Text provided

And no, nobody died in either event.

Rabada’s current-day actions seem positively mundane and innocuous in comparison, and the incident that really triggered the two-game sit-out bizarrely – at least to me – also seemed among the more sterile on his own “list”.

Match referee Jeff Crowe has pronounced that Rabada “had the opportunity to avoid the contact” in his shoulder-brush flashpoint with Baggy Greens captain Steve Smith.

Curiously, I saw no mention -- in what looks suspiciously like a two-to-tango situation from video evidence – of whether the saintly (of course) Smith “had the opportunity to avoid the contact” himself.

A second or two after the grazing of shoulders, too, the Aussie skipper conclusively indicates to one of the umpires that there has been a physical coming-together of some sort … not at all unlike a footballer distastefully, frankly, “looking for a card” against an opponent.

You would like to think such gestures had not yet infected the game of cricket; Smith may have created a slightly pungent precedent?

But I noticed well less – er, perhaps even none -- in the way of moral hysteria in the Australian media on that topic than I did when the “Warner family” (ah, that old, emotion-charged device) were so mortally offended by surrounding events linked to ever-strident David Warner’s Kingsmead stairwell contretemps with Quinton de Kock.

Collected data
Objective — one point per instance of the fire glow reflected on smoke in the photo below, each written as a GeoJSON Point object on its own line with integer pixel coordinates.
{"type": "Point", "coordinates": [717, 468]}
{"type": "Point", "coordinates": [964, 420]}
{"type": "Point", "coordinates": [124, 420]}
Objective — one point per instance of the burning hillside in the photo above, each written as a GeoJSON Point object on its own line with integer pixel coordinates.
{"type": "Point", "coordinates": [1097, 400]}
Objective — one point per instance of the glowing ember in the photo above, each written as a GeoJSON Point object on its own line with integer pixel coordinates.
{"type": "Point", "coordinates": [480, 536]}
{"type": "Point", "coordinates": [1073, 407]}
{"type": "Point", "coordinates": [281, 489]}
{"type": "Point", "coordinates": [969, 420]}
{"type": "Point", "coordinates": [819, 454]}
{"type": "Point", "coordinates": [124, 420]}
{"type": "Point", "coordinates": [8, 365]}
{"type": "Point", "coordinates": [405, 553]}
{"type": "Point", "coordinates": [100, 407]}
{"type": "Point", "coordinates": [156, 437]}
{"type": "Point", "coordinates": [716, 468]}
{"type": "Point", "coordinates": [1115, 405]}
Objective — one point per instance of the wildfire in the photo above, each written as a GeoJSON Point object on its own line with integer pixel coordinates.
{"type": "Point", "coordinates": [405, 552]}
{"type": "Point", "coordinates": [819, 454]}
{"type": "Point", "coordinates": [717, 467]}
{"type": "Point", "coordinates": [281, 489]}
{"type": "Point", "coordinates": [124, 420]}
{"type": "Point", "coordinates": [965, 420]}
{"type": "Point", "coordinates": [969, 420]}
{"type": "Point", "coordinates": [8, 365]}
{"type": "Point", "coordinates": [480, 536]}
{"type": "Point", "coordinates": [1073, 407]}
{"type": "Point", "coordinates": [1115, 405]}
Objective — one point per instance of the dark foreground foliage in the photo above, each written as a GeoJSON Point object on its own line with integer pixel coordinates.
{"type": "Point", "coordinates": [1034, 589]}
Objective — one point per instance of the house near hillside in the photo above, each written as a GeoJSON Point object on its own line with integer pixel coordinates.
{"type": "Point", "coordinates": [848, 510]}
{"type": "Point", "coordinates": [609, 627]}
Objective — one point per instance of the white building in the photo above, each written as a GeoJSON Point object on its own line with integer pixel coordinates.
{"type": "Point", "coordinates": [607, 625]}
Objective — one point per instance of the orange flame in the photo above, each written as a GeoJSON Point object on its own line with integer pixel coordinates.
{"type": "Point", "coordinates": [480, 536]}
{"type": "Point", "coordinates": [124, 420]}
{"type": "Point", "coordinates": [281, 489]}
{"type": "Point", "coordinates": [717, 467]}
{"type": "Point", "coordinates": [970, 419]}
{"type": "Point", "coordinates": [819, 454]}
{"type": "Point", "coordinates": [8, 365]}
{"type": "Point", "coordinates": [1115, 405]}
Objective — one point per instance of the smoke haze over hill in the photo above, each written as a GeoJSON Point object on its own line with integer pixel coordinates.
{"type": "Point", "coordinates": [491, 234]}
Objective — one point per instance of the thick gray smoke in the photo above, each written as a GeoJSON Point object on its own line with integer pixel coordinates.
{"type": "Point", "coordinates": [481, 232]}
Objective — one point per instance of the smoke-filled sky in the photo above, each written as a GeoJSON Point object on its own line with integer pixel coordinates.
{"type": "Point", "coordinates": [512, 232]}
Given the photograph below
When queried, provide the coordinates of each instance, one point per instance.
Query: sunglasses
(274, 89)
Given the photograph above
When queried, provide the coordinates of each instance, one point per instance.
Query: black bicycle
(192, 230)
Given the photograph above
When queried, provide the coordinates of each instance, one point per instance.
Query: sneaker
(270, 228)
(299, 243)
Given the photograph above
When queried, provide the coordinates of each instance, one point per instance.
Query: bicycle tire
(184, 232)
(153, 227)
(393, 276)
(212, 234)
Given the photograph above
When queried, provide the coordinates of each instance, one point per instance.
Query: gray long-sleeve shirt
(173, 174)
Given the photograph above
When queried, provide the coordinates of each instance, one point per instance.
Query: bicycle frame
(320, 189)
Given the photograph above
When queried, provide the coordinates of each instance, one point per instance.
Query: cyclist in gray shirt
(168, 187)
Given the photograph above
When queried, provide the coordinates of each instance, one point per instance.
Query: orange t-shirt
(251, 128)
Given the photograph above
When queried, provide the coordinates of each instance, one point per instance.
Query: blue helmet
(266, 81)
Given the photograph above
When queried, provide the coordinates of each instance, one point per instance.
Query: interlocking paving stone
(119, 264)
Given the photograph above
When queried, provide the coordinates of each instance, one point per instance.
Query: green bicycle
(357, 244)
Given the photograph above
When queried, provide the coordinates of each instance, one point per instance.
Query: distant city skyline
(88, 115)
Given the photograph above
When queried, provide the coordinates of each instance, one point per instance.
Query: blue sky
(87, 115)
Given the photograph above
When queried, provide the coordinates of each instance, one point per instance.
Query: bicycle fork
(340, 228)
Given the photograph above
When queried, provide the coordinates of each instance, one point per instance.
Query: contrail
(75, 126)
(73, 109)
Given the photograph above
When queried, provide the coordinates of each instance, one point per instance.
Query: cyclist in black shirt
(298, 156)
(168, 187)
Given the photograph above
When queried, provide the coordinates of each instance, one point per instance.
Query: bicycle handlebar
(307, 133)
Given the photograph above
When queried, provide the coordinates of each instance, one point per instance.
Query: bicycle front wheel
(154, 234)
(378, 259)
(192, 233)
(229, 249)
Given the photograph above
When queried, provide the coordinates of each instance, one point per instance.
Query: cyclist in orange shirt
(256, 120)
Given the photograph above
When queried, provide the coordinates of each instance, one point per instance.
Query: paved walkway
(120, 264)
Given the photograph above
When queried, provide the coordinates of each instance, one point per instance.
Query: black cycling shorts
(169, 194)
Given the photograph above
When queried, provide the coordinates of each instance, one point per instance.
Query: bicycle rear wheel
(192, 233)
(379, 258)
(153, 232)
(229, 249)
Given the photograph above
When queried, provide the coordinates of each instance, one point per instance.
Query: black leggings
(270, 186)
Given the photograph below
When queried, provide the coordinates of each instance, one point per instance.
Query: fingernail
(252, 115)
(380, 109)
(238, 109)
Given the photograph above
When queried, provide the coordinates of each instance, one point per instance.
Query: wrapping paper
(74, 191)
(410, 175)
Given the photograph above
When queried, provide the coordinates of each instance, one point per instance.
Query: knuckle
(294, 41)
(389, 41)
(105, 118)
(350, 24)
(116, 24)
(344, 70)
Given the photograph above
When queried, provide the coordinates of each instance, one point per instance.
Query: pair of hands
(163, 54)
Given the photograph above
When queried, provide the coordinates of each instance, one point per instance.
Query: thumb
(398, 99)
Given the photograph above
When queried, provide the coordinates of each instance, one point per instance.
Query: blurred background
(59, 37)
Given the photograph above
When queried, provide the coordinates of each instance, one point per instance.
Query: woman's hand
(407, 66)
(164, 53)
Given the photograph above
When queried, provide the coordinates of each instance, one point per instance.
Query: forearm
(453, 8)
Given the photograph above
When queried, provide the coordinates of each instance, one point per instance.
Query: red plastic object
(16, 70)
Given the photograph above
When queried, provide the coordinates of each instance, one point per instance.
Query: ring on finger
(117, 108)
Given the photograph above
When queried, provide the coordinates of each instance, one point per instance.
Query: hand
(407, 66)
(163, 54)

Problems and tasks
- 1) Using the text about Rabada's ban, say yes or no for each statement and quote the words that decide it: (a) the match referee was Jeff Crowe; (b) the incident led to a five-game sit-out; (c) Warner's run-in with Quinton de Kock happened in a stairwell at Kingsmead.
- 2) Reproduce everything in the text about Rabada's ban from "Match referee Jeff" down to "slightly pungent precedent?".
The rows above are separate material and have nothing to do with the text.

Written responses
- 1)
(a) Yes: "Match referee Jeff Crowe has pronounced that Rabada “had the opportunity to avoid the contact”"
(b) No: "the incident that really triggered the two-game sit-out"
(c) Yes: "David Warner’s Kingsmead stairwell contretemps with Quinton de Kock"

- 2)
Match referee Jeff Crowe has pronounced that Rabada “had the opportunity to avoid the contact” in his shoulder-brush flashpoint with Baggy Greens captain Steve Smith.

Curiously, I saw no mention -- in what looks suspiciously like a two-to-tango situation from video evidence – of whether the saintly (of course) Smith “had the opportunity to avoid the contact” himself.

A second or two after the grazing of shoulders, too, the Aussie skipper conclusively indicates to one of the umpires that there has been a physical coming-together of some sort … not at all unlike a footballer distastefully, frankly, “looking for a card” against an opponent.

You would like to think such gestures had not yet infected the game of cricket; Smith may have created a slightly pungent precedent?